▶ _DOCUMENT PASSAGE_
┄┄┄┄┄┄┄┄┄┄

Nature Notes: El Carmen Land and Conservation – Restoring the Big Bend’s Harshest Terrain

Bonnie McKinney is wildlife manager at El Carmen Land and Conservation, east of Big Bend National Park.

Photo by Dave Redwine

The low deserts of the Big Bend near the Rio Grande are the most forbidding of West Texas landscapes.

They’re at the lowest elevations in the Chihuahuan Desert, with the driest – and hottest – weather. Summer temperatures can top 120 degrees.

But this harsh terrain sustains remarkable biodiversity. Beyond the eastern boundary of Big Bend National Park, conservation groups are restoring a piece of this low-desert country – the El Carmen Land and Conservation project.

Cuenca Los Ojos is an Arizona nonprofit dedicated to biodiversity on the border. Cemex is a Mexican multinational firm, with operations in more than 50 countries. It’s known for building materials, but it also funds conservation projects.

In 2006, Cuenca Los Ojos and Cemex purchased the historic Adams Ranch. The property is called the El Carmen Land and Conservation project. It rises from the river to the towering cliffs of the Carmen Mountains. The national park is to the west and Black Gap Wildlife Management Area is to the east.

It’s a stark and stunning place that stretches more than 20,000 acres. And when it comes to wildlife in West Texas, it has an even larger importance. Bonnie McKinney is the wildlife manager there.

┄┄┄┄┄┄┄┄┄┄

▶ _WHAT IS NEEDED_
Pick up the El Carmen Land and Conservation piece after its last sentence and keep writing in the same vein.

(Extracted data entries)

┄┄┄┄┄┄┄┄┄┄

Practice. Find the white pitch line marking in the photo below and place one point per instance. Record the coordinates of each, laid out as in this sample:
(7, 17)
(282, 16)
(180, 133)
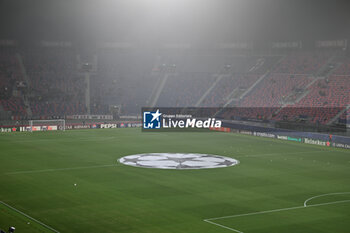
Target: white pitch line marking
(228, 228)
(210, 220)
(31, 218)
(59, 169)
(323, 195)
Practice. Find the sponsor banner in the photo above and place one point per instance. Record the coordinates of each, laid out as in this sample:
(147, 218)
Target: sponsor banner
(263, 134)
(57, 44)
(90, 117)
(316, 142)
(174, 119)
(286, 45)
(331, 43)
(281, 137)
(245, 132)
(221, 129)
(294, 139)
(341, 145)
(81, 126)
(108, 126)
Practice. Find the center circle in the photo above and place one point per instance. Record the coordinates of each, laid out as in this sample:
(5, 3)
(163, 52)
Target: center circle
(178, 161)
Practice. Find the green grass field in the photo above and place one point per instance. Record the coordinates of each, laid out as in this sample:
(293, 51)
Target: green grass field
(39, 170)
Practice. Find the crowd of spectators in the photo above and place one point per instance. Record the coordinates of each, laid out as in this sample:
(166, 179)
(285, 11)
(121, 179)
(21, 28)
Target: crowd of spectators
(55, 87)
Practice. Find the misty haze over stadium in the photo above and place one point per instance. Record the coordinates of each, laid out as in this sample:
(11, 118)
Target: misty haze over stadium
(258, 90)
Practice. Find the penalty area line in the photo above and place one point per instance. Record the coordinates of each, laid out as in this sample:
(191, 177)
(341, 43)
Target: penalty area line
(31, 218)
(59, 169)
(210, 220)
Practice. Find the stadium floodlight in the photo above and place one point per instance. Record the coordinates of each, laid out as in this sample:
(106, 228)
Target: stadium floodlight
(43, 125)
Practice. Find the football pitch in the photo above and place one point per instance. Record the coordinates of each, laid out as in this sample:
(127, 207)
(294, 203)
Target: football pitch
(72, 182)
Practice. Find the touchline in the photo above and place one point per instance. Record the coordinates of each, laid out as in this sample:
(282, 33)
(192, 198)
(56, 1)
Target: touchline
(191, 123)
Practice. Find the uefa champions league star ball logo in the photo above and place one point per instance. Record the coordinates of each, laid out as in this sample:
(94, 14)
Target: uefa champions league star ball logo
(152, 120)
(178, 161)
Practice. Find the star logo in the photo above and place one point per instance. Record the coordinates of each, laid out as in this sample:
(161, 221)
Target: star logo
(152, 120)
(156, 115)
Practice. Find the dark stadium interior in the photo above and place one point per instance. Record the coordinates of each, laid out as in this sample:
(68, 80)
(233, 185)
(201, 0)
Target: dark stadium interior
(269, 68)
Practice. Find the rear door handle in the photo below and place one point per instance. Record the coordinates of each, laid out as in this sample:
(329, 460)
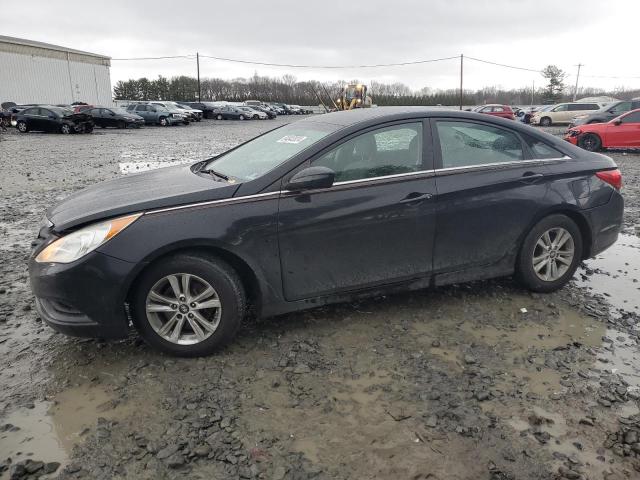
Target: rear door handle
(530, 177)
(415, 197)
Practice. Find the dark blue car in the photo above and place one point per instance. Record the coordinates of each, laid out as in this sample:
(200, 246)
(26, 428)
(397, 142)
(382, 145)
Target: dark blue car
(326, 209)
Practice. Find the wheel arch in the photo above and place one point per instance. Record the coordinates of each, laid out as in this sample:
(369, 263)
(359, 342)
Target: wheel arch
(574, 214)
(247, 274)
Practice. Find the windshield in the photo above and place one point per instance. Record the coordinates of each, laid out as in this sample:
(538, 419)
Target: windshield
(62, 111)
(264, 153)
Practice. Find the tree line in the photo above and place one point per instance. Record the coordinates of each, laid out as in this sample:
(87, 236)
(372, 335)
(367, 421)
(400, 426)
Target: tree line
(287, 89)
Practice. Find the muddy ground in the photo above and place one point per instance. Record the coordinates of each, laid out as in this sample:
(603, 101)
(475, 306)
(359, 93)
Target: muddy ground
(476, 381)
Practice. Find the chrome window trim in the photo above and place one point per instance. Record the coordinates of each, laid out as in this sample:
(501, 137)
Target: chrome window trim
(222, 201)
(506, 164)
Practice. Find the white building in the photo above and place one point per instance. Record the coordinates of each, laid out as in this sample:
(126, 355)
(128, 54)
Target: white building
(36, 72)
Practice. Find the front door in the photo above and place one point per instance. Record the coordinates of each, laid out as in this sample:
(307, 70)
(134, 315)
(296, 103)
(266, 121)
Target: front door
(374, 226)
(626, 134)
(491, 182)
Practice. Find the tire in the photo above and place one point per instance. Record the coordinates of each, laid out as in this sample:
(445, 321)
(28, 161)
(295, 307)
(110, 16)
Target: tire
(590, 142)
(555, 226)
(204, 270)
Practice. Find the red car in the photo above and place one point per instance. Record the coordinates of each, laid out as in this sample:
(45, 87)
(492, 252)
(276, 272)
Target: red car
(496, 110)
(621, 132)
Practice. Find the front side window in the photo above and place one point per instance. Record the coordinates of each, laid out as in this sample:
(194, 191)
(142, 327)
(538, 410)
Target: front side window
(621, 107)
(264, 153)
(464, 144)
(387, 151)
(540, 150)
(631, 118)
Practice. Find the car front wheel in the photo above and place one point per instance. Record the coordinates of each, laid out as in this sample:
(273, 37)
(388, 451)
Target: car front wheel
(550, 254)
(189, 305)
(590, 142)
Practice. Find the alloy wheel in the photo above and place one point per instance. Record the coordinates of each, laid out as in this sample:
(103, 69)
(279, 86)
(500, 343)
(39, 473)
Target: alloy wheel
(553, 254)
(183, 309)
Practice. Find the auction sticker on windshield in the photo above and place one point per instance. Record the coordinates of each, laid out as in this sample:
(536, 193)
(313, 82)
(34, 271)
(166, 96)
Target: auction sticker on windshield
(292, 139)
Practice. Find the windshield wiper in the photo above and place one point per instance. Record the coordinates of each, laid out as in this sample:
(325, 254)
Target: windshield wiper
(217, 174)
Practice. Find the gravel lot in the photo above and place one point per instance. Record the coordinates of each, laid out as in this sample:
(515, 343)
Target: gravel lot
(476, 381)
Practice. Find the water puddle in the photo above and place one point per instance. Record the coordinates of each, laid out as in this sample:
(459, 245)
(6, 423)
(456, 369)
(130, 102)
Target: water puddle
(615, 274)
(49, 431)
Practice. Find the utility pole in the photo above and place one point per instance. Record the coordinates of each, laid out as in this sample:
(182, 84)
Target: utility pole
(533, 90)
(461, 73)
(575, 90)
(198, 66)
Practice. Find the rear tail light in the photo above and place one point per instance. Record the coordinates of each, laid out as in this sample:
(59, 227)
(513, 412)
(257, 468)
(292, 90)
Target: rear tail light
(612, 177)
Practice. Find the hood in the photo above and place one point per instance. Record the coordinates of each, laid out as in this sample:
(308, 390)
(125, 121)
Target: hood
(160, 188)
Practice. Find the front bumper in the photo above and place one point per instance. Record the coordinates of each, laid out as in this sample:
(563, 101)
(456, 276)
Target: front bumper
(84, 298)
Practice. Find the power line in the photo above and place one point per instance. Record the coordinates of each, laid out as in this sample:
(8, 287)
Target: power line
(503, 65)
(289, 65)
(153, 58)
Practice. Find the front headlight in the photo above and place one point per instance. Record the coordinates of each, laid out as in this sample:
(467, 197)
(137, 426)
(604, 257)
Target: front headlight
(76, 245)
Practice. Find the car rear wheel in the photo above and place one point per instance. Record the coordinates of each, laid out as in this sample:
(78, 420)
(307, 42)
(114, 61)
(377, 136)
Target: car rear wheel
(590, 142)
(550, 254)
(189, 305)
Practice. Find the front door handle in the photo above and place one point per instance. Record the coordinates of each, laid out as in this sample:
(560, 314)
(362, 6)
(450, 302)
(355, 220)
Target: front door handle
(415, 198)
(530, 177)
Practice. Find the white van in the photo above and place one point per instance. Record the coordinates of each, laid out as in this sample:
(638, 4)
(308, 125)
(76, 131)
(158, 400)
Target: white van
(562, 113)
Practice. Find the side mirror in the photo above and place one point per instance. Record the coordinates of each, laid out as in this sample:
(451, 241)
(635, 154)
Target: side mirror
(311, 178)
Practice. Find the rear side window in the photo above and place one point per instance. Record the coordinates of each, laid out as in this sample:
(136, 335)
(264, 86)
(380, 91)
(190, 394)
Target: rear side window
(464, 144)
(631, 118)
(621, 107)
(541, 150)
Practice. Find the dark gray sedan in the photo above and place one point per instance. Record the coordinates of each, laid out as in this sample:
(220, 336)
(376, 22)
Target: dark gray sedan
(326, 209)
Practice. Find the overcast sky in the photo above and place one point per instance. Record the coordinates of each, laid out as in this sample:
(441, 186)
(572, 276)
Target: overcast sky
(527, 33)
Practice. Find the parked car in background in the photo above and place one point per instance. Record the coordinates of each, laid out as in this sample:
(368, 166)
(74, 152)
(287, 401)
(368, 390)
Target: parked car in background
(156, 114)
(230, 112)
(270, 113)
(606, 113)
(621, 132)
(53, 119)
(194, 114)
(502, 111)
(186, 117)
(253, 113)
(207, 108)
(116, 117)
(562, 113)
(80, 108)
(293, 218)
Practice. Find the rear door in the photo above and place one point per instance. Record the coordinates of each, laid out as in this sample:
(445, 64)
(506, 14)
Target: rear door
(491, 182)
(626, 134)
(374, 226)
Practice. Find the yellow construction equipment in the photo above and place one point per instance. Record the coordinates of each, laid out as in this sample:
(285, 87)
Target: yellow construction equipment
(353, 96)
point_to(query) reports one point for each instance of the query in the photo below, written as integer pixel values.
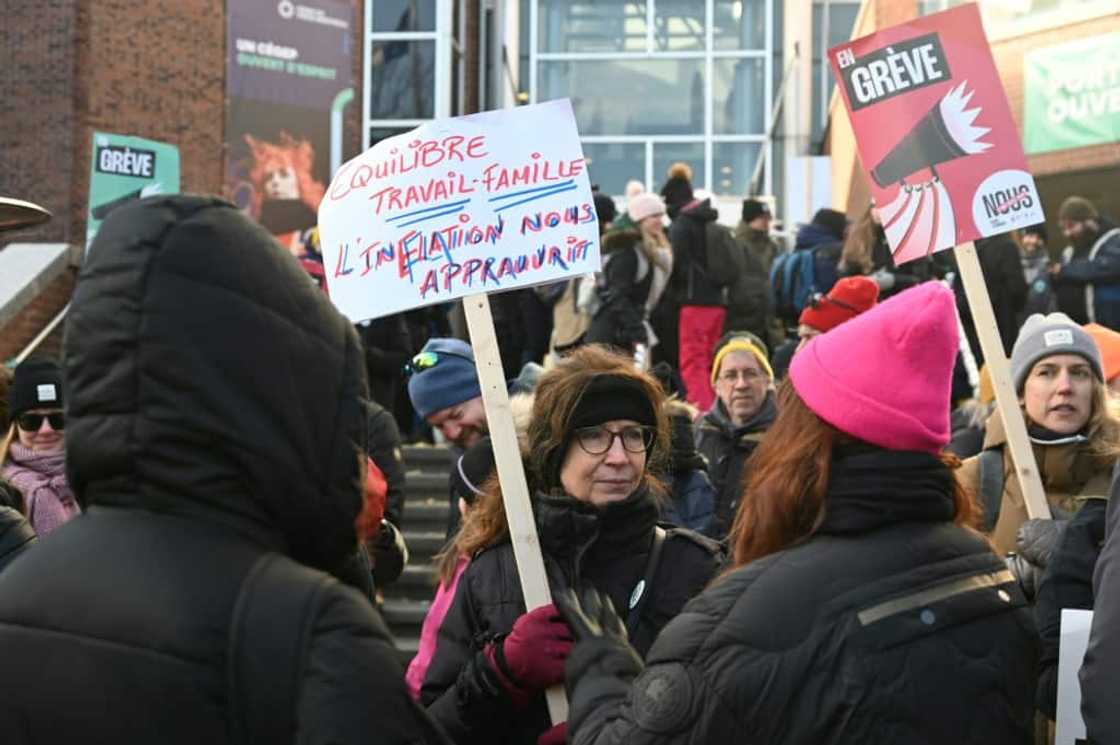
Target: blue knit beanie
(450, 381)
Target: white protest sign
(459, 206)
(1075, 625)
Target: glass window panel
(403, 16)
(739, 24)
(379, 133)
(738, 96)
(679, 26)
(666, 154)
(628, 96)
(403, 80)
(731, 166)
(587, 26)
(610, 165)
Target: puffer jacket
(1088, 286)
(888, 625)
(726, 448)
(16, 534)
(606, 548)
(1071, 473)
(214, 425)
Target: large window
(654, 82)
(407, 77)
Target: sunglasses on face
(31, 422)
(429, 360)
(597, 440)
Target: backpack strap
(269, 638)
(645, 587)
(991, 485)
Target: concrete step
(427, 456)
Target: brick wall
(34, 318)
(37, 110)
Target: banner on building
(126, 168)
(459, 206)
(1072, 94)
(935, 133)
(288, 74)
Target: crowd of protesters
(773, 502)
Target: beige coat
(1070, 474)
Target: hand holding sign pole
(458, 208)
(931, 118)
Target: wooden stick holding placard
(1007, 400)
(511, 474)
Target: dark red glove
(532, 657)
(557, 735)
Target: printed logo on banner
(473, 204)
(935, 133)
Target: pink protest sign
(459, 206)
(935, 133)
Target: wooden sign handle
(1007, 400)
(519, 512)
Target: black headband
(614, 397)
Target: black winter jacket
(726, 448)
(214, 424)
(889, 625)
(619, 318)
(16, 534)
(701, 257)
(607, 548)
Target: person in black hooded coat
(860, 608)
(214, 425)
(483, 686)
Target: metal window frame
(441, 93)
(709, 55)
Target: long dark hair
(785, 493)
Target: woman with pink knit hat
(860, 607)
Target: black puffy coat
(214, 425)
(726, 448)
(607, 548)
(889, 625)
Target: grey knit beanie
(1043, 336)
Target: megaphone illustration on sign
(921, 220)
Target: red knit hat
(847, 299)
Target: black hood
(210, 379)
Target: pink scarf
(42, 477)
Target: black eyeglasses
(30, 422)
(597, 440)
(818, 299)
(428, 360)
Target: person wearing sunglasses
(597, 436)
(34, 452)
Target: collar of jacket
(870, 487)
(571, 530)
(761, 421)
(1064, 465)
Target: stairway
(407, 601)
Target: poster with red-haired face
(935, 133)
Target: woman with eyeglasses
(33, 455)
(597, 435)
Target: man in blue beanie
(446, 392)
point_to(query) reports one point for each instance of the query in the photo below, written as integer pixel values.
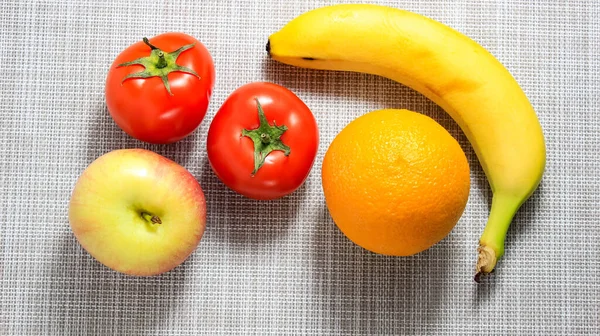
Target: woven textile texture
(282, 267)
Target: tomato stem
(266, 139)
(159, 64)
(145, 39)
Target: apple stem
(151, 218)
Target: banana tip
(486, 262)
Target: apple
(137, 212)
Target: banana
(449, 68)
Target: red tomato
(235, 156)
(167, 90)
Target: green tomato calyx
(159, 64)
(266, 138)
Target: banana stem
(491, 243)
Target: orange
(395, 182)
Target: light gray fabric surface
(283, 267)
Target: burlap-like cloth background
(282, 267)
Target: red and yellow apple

┄┄┄┄┄┄┄┄┄┄

▶ _RESULT OF THIS TASK_
“We knew how strategic it was, because of the dispersal corridors between Texas and Mexico and because of the contiguous lands,” McKinney said. “And this made this property all contiguous as far as conservation and wildlife – and in the future it’s going to be more and more important.”

In Texas’ Big Bend and adjacent areas in Mexico, more than 3 million acres are set aside for conservation. The ECLC property adds to that tapestry.

Wildlife has long used this land to travel between mountains. It’s practically a “bear highway,” McKinney said. And in Mexico and Texas, the eastern front of the Carmen Mountains is part of a major flyway for migratory birds.

“This piece of property sits right in the middle of it,” she said. “So protecting this we’re protecting songbird habitat, game bird habitat. We have the tanks, the water developments – it’s a stopping place, an oasis, a resting grounds for ducks and shorebirds. It’s amazing – you’re sitting here, and you see sandhill cranes flying overhead and honking, and geese, Canada geese, and ospreys.”

One of the challenges is reliable water for wildlife. The ECLC partners with hunting groups and Texas Parks and Wildlife to installs rainwater catchments. And they’re repairing old dams on the property from its days as a cattle ranch.

“By rebuilding all those old dams and berms, we can keep that moisture behind each one of those berms and checkerboard the water coming down the valley,” McKinney said. “It provides little mini-habitats there, especially for our quail and doves and songbirds.”

ECLC is also reintroducing native species to the property. Mule deer had nearly vanished here. Beginning in 2008, McKinney and her staff moved 61 does – donated by Trans-Pecos ranchers – to the Carmen property.

One standout success has been the reintroduction of Gambel’s quail. These graceful birds prefer riparian or riverside habitat – which, in the Big Bend, means the Rio Grande. The ECLC property is at the eastern end of the Gambel’s historic range.

In winter 2013-2014, McKinney and parks and wildlife staff trapped more than 200 Gambel’s upstream of Presidio, and released them at the ECLC land. In their new home, the birds have flourished.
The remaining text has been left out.